• _Task item_
Copy the page extract again, starting at the words "Recess in Reflection" and stopping after "all usual discomforts.", and change "personal blog" to "private journal".

I am creating more suffering by wishing the weather otherwise than the weather would actually cause alone.

At the same time, it’s helpful to notice my wishing and recognize it as a disconnection from the perfection of the present moment.

To let the language alert me of the way in which I have closed down and cut myself off from possibility.

And to let the noticing instantly change the pattern — just noticing creates more space, loosens the grip on wanting things to be a certain way.

**********

How do create more suffering for yourself? What clues do you use to bring you back? What does spring mean to you?

White Wings

Monday, March 22nd, 2010

The doves have returned to the “breeding tree” in our backyard.

Every year they remodel the inadequate nest, sit patiently, feed dependably, protect, demonstrate, and watch as the babies take flight. It’s like a nursery—one baby after another all spring through summer.

The first baby left the nest last week. I watched as he tested his wings, teetering on a branch, mom nearby. He looked naive and confident. The next day he was gone.

I’ve been thinking a lot about how we all take this risk—leaving the safety of what is comfortable and known to explore and more fully participate in life… in the world.

At times it seems like just sharing ourselves in relationship, exposing our dreams and fears is the same kind of jump. Will we be held? Will we fall?

This is the poem from tonight’s practice, for the little dove, for all of us leaving the nest:

How to Regain Your Soul

Come down Canyon Creek trail on a summer
afternoon
that one place where the valley floor opens out.
You will see
the white butterflies. Because of the way
shadows
come off those vertical rocks in the west, there
are
shafts of sunlight hitting the river and a deep
long purple gorge straight ahead. Put down your
pack.

Above, air sighs the pines. It was this way
when Rome was clanging, when Troy was being
built,
when campfires lighted caves. The white
butterflies dance
by the thousands in the still sunshine. Suddenly
anything
could happen to you. Your soul pulls toward the
canyon
and then shines back through the white wings to
be you again.

~William Stafford

Recess in Reflection

Thursday, February 25th, 2010

Like last time, some of these links direct you to my personal blog. More like a diary, raw and less polished...

Looking back on the start of the month (which I now affectionately call my Recess), I see how I had certain expectations: to be instantly relaxed, to have major epiphanies, to avoid all usual discomforts.

Of course, none of that happened. I some ways, it was a just a month. I am the same person.

In other ways, it was extraordinary and I am forever changed.

And isn’t that the way it is with this extraordinarily ordinary life.

As we head into the last days of February, I am creating some closure for my Recess and want share some observations from my month:

  • it is ever challenging to be present (easier to notice this when we slow down) — not in the past “when I was so busy” or in the future “when Recess will be over”

• _Stored data_
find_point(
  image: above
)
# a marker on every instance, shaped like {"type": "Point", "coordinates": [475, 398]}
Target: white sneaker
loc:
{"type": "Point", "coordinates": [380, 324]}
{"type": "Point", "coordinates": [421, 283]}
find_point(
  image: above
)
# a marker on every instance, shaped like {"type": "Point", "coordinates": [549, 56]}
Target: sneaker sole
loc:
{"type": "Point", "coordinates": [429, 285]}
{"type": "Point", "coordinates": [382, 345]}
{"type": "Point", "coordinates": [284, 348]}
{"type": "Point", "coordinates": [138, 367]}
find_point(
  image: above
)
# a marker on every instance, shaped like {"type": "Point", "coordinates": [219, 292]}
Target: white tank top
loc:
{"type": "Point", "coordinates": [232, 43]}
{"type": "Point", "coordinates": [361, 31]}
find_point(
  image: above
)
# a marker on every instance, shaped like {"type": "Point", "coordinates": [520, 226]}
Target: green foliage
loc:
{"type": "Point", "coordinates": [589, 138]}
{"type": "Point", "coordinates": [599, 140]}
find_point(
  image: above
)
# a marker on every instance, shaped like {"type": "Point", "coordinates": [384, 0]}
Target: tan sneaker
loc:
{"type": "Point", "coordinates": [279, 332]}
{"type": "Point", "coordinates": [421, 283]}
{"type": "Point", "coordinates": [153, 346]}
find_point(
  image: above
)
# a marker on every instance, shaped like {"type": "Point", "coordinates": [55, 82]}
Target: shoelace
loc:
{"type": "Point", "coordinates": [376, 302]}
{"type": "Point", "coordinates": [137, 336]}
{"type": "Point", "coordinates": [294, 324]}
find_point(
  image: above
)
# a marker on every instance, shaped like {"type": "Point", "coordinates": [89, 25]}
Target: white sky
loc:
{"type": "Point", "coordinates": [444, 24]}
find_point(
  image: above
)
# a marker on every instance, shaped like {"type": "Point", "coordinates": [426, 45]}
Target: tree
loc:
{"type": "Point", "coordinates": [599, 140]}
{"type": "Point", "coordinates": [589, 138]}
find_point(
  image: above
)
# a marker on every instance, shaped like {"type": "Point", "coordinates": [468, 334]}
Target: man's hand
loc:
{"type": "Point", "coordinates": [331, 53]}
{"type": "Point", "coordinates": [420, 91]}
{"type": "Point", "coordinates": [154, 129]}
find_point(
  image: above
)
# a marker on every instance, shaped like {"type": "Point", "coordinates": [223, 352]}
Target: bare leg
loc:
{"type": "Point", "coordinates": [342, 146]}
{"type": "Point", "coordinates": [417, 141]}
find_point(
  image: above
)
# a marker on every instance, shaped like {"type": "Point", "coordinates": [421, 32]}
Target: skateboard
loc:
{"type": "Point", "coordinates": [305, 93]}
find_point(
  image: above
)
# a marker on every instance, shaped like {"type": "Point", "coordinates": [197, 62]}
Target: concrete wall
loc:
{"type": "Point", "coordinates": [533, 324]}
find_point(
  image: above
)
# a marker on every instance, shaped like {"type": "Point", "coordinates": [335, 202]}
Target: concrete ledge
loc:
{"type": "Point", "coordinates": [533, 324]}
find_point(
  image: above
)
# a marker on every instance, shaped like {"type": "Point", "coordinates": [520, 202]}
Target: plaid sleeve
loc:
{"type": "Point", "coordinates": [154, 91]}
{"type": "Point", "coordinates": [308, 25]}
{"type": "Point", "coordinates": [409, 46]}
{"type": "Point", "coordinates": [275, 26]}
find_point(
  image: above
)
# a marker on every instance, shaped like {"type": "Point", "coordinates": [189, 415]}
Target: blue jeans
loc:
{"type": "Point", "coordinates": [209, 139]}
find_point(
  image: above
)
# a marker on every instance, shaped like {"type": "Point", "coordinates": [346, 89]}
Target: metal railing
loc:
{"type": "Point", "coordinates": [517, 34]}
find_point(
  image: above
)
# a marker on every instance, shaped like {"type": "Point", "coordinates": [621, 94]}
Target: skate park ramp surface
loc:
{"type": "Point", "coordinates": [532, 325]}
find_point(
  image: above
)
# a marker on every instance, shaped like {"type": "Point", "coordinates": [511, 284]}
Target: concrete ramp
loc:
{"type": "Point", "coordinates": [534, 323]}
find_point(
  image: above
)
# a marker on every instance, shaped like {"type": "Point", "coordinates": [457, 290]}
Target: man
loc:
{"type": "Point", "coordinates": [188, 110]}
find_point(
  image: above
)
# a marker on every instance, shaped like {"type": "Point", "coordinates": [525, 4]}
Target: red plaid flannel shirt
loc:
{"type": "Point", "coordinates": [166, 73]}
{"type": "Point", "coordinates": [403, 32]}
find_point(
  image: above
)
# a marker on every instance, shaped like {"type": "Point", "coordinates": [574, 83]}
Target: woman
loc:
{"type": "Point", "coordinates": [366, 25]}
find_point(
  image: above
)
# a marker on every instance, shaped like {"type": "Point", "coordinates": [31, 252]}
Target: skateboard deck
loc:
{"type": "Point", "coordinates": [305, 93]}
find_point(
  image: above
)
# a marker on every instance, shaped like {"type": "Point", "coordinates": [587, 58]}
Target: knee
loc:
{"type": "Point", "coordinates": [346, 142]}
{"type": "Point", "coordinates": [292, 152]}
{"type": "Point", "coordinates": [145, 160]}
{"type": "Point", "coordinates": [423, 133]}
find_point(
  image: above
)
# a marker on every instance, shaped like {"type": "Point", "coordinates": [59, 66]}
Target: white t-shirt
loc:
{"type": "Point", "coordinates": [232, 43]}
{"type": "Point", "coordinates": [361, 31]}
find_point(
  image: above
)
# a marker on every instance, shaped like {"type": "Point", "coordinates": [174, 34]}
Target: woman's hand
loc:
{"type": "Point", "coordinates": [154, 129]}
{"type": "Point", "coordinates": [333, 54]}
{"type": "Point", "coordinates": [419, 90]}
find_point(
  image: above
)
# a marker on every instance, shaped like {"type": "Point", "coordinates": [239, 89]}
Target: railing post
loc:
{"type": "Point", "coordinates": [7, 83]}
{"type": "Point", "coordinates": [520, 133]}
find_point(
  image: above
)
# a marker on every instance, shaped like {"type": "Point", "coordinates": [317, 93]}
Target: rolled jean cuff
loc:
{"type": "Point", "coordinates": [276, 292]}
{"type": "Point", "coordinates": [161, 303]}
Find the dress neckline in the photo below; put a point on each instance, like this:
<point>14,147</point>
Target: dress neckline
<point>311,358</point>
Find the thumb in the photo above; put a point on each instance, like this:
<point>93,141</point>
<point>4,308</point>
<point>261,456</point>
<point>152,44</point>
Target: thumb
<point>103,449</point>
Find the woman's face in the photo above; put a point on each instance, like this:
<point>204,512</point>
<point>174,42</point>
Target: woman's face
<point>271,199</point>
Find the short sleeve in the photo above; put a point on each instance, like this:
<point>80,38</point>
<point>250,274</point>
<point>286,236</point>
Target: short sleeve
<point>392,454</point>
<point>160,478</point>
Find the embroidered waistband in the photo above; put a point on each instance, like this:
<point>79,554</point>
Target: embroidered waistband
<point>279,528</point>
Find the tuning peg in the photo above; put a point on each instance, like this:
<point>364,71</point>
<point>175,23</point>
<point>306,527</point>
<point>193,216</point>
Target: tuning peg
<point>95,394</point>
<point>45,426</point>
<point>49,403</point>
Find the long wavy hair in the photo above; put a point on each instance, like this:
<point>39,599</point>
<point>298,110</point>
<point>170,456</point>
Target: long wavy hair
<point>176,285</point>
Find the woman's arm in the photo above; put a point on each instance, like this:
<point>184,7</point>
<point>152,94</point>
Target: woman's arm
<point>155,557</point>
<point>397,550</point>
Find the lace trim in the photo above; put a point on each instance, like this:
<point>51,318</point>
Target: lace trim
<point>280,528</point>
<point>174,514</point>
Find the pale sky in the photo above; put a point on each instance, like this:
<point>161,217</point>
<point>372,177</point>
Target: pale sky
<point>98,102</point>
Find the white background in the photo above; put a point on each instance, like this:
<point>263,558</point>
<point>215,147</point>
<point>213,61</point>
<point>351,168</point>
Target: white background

• _Output of the exercise_
Recess in Reflection

Thursday, February 25th, 2010

Like last time, some of these links direct you to my private journal. More like a diary, raw and less polished...

Looking back on the start of the month (which I now affectionately call my Recess), I see how I had certain expectations: to be instantly relaxed, to have major epiphanies, to avoid all usual discomforts.